[Extracted records]
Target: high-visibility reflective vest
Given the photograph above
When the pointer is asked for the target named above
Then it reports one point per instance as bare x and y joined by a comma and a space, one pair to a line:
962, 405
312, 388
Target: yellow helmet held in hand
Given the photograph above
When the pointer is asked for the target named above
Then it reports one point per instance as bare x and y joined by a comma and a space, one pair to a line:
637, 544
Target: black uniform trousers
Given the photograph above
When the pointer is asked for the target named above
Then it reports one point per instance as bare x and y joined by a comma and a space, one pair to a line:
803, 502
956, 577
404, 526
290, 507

◆ **Instructions for the task**
All of the records go in your answer, copied exactly.

◆ **Task output**
Target: high-visibility reflective vest
Given the photograph above
When the pointer is asked for the target named above
Then it reports one point per instance as bare x and y joined by a comma and a space, one pair to a line:
962, 405
312, 388
Target: yellow helmet held in hand
Given the photograph above
When the pointer is asked for the target named above
Then it reports one point per instance as bare x and y joined by a comma and a space, one pair to a line:
637, 544
Target: black uniform trousers
Given the photograph above
When the pointer is asked for the target named above
Then it reports one point per instance as bare x and y joined by a comma and a space, one pair to a line:
803, 502
956, 577
404, 526
290, 507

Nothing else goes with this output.